Source passage:
Canada Water Act annual report for 2019 to 2020: chapter 6

6 Inter-jurisdictional water boards

Inter-jurisdictional water boards have been established to focus on specific water issues that have implications for more than one province or territory. Domestic inter-jurisdictional boards include the Mackenzie River Basin Board (MRBB), the Prairie Provinces Water Board (PPWB), the Lake of the Woods Control Board (LWCB) and the Ottawa River Regulation Planning Board (ORRPB). The 2019-2020 activities of each are described below.

There are also many international transboundary and inter-jurisdictional water boards in which Canada participates, most of which are led by the International Joint Commission (IJC). The work of the IJC is not pursuant to the CWA; as such, ECCC reports on progress under the Environment and Climate Change Canada-International Joint Commission Memorandum of Understanding.

6.1 Mackenzie River Basin Board

Agreement: Mackenzie River Basin Transboundary Waters Master Agreement in July 1997 (Master Agreement).
Signatory Governments: Canada, British Columbia, Alberta, Saskatchewan, the Northwest Territories, and Yukon
Board: Mackenzie River Basin Board (MRBB)

The Master Agreement states that the waters of the Mackenzie River Basin should be managed to preserve the ecological integrity of the aquatic ecosystem and to facilitate reasonable, equitable, and sustainable use of this resource for present and future generations. The Master Agreement provides for early and effective consultation on potential developments and activities in the basin that could affect the integrity of the aquatic ecosystem. It also contains provisions for seven bilateral agreements between adjacent jurisdictions in the basin.

The MRBB represents all parties to the Master Agreement and administers the provisions of the Master Agreement. Federal members include representatives from ECCC and Crown-Indigenous Relations and Northern Affairs Canada. Representatives from the Parks Canada Agency joined the board in 2020. Ten members represent the three provinces and two territories in the basin, including an appointee from each provincial and territorial water management agency, and an Indigenous board member representing Indigenous peoples in each of the five jurisdictions.

Dataset:

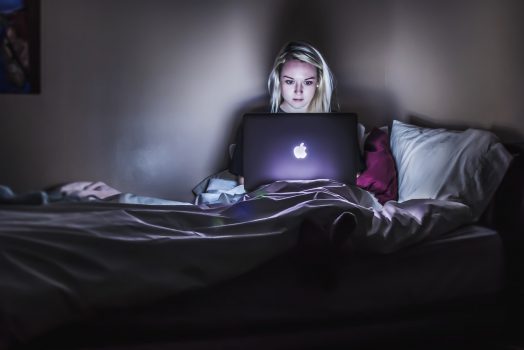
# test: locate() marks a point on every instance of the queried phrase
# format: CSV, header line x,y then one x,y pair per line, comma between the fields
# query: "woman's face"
x,y
298,82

Task: Duplicate the part of the water boards chapter that begins at the words "Canada Water Act" and stops after the words "are described below.", keeping every word as it stands.

Task output:
Canada Water Act annual report for 2019 to 2020: chapter 6

6 Inter-jurisdictional water boards

Inter-jurisdictional water boards have been established to focus on specific water issues that have implications for more than one province or territory. Domestic inter-jurisdictional boards include the Mackenzie River Basin Board (MRBB), the Prairie Provinces Water Board (PPWB), the Lake of the Woods Control Board (LWCB) and the Ottawa River Regulation Planning Board (ORRPB). The 2019-2020 activities of each are described below.